# Reading text
Archive for the ‘Identity Theft’ Category

You've just finished the last bite of a delicious meal. It was worth every penny, and as you put your John Hancock on the credit card receipt, you make certain that you leave a good tip to show your appreciation of the meal.

That meal will remain a good memory, until several months later when you start receiving bill collector calls, or strange merchandise that you didn't order is being delivered to your door with your name on it.

Identity theft unfortunately happens frequently at restaurants and bars, usually involving credit card fraud. Investigations often discover skimmers on the credit card readers, which capture and store the data embedded in the cards. This data is then used to add additional bogus charges to that account, or create new purchasing accounts in the victim's name, without the victim's knowledge.

So how do you protect yourself when eating out? Here are three tips to help protect your identity:

1. Pay in cash. It might feel dangerous to carry around a large amount of cash to cover all the evening's activities, but even if you lose the cash, in the long run it's a better deal than if someone steals your credit card number and runs up the balance making online purchases.

# Extracted data

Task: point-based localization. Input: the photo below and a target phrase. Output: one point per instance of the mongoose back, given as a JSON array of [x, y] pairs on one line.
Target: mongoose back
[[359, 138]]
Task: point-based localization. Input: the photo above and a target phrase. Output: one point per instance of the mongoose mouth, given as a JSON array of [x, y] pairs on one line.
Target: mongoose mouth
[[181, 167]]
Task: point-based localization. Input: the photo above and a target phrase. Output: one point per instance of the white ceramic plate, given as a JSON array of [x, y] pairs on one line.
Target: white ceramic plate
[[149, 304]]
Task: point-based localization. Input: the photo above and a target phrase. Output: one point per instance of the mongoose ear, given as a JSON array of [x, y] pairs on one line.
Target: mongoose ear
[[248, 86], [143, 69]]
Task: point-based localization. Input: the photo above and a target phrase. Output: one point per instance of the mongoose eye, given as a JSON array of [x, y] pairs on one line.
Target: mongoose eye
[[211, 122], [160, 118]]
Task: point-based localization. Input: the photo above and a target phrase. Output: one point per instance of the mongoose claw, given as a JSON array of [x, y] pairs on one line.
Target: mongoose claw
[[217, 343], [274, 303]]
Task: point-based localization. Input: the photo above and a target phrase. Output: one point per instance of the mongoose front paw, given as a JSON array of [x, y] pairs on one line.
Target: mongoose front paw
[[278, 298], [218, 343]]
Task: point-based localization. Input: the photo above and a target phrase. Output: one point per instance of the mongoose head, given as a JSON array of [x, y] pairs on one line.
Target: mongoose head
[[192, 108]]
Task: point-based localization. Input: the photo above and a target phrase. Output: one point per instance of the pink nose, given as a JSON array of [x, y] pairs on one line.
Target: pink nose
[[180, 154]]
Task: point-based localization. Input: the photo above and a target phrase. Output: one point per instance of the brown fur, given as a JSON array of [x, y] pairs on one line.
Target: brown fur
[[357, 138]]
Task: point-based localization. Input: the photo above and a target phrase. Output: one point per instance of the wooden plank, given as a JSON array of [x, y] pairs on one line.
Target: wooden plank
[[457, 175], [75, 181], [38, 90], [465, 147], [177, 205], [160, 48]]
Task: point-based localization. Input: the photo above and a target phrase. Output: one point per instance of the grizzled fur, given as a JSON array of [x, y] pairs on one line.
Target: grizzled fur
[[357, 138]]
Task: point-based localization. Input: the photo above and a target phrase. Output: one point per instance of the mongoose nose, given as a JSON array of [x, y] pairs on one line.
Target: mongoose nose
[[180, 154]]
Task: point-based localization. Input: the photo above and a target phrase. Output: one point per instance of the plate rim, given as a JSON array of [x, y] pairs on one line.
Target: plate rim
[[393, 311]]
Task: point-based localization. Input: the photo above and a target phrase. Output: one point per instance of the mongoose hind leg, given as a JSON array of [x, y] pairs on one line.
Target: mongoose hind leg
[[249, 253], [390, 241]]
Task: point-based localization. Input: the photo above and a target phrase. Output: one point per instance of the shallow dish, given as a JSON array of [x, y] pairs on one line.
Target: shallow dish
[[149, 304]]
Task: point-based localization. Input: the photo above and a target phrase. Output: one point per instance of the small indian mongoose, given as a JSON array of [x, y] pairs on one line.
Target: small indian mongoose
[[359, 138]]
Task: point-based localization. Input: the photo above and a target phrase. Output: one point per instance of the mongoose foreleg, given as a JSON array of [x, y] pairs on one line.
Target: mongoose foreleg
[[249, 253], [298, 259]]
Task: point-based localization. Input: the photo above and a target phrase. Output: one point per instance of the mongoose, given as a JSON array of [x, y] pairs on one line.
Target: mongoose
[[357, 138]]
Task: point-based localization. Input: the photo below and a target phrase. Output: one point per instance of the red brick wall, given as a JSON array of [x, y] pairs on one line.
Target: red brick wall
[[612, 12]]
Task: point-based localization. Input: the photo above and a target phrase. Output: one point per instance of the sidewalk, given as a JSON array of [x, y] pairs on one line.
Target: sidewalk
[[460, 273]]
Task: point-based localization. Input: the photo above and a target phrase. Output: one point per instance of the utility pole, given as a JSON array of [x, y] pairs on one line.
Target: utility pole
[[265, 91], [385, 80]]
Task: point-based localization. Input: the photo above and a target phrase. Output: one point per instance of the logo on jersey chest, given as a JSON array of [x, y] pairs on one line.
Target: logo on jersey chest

# Tasks to carry out
[a] Copy down the part of the identity theft article that opens with the words "That meal will" and closes with "the victim's knowledge.".
[b] Say whether each statement agrees with the identity theft article, answering yes or no and quoting the words from the article that decide it: (i) Identity theft at restaurants and bars usually involves credit card fraud. (ii) The article gives five tips for protecting your identity when eating out. (iii) Skimmers are often discovered on credit card readers.

# Written answers
[a]
That meal will remain a good memory, until several months later when you start receiving bill collector calls, or strange merchandise that you didn't order is being delivered to your door with your name on it.

Identity theft unfortunately happens frequently at restaurants and bars, usually involving credit card fraud. Investigations often discover skimmers on the credit card readers, which capture and store the data embedded in the cards. This data is then used to add additional bogus charges to that account, or create new purchasing accounts in the victim's name, without the victim's knowledge.

[b]
(i) Yes: "Identity theft unfortunately happens frequently at restaurants and bars, usually involving credit card fraud."
(ii) No: "Here are three tips to help protect your identity"
(iii) Yes: "Investigations often discover skimmers on the credit card readers"